---------- Texto do documento
O maior acesso a cartões de crédito, embora positivo do ponto de vista da inclusão financeira, tem o potencial de aumentar o nível de endividamento das famílias. Quando o cliente deixa de pagar o valor total da fatura do cartão, o valor não pago se torna uma modalidade de empréstimo, chamada rotativo do cartão de crédito. Como visto, essa é uma das operações de crédito com maiores taxas de inadimplência e custo no mercado.

A modalidade “à vista ou parcelado lojista” possui como característica a utilização do cartão de crédito como meio de pagamento. Já as outras modalidades, por poder ou não incidir juros no saldo devedor – se refere ao valor da compra, seja ela parcelada ou não, ainda não pago pelo cliente –, têm característica de crédito concedido ao cliente.

Este é o problema do original modelo de cartões de crédito adotado na economia brasileira. É o único lugar onde é possível um meio de pagamento a prazo com a atração de “até 40 dias de graça” como o prazo máximo até o pagamento da próxima fatura.

Por exemplo, o custo do dinheiro diário, equivalente a uma taxa mensal de 1% a.m. ou 12,68% a.a., é 0,0332%. Caso fosse cobrada, faria os consumidores evitarem o impulso emocional consumista e não fazerem uso dos cartões de crédito com a sedução dos lojistas vendedores “é o mesmo valor à vista ou em 10 vezes sem juros”. Ora, não existe “almoço de graça”, “nem louco rasga dinheiro”, quanto mais os credores…

Existe um conluio entre bancos e redes comerciais compradoras a prazo… e não vendedoras à vista! Nesse acordo, os bancos adiantam com o desconto de uma comissão os títulos de dívida dos fornecedores e ganham recebíveis para a extorsão dos incautos consumidores com descontrole de suas finanças pessoais e entrada no crédito rotativo.

O Banco Central identificou 84,7 milhões de clientes com saldo devedor em junho de 2022. Foi um crescimento de 30,9% em relação a 64,7 milhões em junho de 2019.
--------------------
Instruções e requisitos
Dê prosseguimento ao texto sobre o cartão de crédito no Brasil a partir do ponto em que ele termina. Os itens não têm qualquer papel no que se pede aqui.
---------- Itens armazenados
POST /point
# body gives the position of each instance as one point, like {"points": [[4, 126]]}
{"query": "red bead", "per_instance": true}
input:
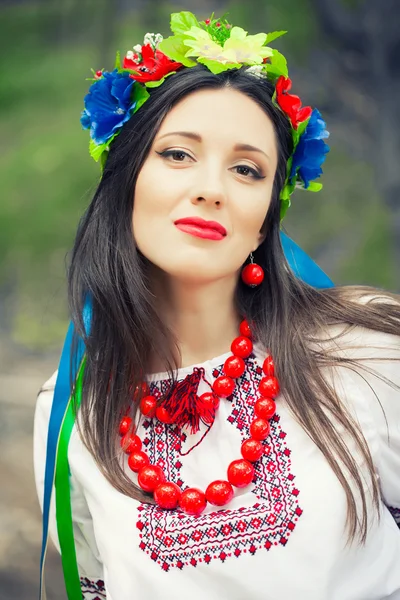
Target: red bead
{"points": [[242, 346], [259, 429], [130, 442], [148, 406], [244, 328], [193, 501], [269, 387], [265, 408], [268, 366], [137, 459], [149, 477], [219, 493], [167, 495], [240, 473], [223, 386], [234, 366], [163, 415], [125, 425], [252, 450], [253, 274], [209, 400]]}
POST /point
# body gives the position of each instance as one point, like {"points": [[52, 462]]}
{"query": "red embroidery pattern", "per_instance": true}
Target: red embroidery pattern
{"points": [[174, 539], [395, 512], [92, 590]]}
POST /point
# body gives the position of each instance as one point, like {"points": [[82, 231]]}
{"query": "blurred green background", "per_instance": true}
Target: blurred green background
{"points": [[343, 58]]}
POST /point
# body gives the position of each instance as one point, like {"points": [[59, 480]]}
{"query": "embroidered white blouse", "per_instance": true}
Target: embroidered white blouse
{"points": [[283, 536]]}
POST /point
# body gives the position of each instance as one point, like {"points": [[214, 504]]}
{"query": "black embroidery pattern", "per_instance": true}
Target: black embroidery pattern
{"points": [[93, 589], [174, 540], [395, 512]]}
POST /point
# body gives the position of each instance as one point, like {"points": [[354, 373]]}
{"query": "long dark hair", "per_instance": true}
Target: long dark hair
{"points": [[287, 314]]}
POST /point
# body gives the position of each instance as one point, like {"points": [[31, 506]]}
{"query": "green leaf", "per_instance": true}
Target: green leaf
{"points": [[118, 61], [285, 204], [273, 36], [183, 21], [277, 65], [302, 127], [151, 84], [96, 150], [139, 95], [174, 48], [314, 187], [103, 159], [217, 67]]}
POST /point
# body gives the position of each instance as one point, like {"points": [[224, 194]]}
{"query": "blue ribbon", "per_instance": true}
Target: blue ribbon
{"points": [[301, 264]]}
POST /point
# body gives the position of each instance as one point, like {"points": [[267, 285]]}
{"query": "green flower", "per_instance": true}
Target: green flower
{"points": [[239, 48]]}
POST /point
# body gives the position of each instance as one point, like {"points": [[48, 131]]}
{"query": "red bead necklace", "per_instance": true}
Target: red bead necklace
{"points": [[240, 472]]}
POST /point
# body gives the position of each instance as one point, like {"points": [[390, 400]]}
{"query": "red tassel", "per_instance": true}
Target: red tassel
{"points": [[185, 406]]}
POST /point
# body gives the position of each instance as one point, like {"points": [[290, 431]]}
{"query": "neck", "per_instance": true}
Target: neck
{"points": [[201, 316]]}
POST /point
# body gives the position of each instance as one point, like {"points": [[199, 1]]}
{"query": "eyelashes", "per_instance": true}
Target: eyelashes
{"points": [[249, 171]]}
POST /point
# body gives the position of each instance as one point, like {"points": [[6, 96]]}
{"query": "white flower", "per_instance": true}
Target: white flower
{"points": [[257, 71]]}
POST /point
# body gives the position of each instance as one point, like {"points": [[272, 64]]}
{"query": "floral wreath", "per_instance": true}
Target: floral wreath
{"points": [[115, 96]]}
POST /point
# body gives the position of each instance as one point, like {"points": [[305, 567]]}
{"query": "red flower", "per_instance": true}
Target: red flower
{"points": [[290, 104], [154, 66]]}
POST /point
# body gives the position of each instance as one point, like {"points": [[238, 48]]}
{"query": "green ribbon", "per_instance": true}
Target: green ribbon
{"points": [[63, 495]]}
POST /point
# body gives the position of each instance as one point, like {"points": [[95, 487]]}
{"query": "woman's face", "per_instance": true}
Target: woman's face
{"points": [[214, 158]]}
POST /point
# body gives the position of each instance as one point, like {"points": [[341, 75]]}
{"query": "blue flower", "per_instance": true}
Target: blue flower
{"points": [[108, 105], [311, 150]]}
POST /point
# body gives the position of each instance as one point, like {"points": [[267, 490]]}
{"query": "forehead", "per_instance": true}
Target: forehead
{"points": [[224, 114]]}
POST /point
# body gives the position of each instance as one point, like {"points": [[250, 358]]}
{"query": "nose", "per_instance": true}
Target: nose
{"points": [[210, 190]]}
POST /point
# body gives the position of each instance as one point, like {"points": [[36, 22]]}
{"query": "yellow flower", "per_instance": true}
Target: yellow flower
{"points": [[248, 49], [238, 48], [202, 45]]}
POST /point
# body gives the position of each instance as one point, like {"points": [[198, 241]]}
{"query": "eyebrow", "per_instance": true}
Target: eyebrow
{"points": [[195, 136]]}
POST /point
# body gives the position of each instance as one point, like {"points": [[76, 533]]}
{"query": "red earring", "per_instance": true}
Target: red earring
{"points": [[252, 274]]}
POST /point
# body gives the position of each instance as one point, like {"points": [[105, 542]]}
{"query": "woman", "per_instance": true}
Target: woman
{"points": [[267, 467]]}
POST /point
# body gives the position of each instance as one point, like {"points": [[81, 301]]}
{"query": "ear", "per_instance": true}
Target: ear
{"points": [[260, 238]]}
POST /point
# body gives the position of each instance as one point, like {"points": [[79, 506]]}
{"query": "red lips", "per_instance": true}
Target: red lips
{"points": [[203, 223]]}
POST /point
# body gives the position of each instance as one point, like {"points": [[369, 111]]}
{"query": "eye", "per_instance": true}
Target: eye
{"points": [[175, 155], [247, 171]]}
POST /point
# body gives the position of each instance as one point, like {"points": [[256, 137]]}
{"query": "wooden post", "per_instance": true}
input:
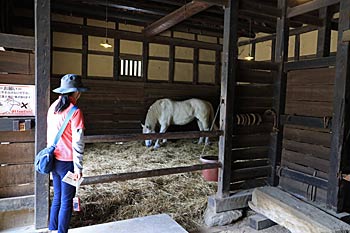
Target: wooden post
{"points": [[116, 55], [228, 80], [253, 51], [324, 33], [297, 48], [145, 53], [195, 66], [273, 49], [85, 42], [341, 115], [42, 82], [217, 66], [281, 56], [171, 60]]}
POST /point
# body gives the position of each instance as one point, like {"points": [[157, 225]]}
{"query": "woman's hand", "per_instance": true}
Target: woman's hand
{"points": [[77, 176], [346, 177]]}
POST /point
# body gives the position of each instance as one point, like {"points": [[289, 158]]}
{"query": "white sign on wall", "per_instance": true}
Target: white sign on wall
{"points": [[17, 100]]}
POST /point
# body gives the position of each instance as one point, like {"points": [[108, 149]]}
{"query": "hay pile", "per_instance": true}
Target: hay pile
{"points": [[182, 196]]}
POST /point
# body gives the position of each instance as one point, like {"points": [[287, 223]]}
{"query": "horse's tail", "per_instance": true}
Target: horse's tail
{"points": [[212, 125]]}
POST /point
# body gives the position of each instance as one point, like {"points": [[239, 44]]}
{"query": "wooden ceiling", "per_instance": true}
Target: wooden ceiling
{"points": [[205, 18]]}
--------------------
---------- Itens armazenados
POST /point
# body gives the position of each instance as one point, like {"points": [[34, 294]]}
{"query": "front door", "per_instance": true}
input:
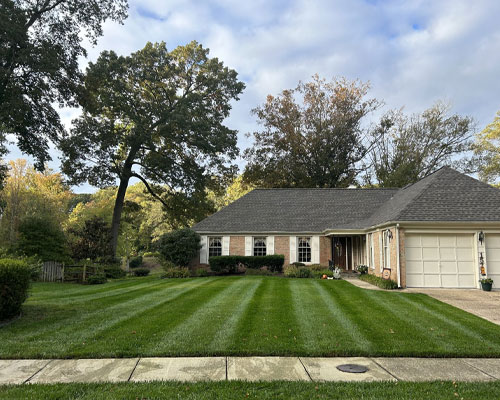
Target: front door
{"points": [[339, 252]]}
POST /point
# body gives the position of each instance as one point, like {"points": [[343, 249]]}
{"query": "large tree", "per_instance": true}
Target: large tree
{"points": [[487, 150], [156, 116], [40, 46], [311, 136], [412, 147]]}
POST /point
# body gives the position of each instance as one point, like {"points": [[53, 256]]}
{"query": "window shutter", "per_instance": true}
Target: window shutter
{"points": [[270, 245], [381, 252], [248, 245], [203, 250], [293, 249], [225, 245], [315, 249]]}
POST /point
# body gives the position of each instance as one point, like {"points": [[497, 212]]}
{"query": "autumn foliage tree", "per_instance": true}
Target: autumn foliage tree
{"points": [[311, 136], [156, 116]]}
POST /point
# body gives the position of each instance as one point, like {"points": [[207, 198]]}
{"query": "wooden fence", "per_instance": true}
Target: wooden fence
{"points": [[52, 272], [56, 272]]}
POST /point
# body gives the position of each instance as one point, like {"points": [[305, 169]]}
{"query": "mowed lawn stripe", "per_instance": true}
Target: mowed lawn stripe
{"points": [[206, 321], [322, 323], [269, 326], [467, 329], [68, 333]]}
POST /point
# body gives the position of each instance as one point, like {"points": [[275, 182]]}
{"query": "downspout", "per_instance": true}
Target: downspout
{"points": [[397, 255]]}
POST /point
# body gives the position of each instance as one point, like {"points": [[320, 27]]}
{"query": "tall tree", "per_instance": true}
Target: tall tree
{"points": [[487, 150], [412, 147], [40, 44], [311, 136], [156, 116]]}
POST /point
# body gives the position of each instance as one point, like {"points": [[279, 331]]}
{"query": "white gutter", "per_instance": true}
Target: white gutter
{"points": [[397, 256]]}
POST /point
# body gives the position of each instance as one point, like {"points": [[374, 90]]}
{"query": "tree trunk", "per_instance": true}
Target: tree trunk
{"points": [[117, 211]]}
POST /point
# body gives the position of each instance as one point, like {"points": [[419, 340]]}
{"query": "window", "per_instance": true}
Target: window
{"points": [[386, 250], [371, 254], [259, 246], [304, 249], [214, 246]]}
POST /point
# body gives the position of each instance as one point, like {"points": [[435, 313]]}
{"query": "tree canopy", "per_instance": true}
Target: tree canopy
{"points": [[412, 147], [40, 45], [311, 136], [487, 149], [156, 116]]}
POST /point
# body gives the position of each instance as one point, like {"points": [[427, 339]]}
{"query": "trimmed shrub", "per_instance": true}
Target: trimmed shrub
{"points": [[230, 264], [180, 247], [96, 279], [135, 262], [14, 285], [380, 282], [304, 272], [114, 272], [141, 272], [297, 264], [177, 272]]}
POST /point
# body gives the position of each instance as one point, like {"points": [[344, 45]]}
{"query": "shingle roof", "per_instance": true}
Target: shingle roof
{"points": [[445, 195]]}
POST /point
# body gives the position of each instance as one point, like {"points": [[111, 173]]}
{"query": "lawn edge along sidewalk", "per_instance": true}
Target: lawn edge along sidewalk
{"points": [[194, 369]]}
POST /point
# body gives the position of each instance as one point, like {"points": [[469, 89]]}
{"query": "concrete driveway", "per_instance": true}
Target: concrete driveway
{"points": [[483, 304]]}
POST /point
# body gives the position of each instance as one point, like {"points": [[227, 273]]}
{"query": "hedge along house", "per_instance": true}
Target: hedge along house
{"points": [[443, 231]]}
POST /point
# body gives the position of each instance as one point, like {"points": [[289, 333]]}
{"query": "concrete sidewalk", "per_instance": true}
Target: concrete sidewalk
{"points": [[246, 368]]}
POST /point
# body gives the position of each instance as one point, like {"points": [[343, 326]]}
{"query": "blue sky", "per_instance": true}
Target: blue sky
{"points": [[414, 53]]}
--------------------
---------- Itens armazenados
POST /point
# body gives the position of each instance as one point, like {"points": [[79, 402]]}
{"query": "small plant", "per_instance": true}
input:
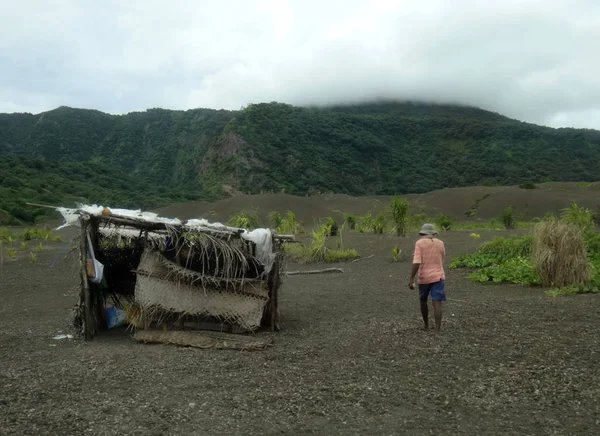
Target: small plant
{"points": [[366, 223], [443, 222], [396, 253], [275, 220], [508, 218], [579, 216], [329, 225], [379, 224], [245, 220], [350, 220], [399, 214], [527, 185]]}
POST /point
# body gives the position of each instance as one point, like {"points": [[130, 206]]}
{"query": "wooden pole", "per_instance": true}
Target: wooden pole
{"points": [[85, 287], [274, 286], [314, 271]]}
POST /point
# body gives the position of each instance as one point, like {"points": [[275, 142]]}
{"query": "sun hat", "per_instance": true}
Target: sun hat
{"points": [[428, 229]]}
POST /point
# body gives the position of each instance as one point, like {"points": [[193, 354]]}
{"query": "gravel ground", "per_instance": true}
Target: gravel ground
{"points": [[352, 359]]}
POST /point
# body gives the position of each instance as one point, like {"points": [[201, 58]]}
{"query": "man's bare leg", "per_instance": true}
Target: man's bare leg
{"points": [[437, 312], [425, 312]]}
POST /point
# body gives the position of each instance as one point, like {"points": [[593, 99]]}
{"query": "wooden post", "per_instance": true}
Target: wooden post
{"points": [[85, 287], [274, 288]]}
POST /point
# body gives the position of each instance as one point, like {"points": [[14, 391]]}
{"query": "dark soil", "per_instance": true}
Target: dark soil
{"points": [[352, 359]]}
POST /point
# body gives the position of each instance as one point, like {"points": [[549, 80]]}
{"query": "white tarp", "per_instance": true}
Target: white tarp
--------------------
Resposta da tarefa
Quando os usuários aumentam o número de vínculos, isto é, relacionamentos com instituições financeiras diferentes, observa-se o crescimento dos seus limites e saldos, sobretudo até três vínculos. Logo, os usuários ao utilizarem cartões de mais de uma instituição (bancos digitais e fintechs) aumentam sua capacidade de gastos com os limites adicionais, elevando, consequentemente, o saldo devedor consolidado.

O acesso a um maior número de cartões de emissores diferentes tende a aumentar o saldo em modalidades sujeitas à cobrança de juros, entre os quais se destaca o crédito rotativo, cujas taxas de juros são elevadas. O endividamento oneroso no cartão é muito maior no segmento de bancos privados pequenos e médios e financeiras. Fuja deles!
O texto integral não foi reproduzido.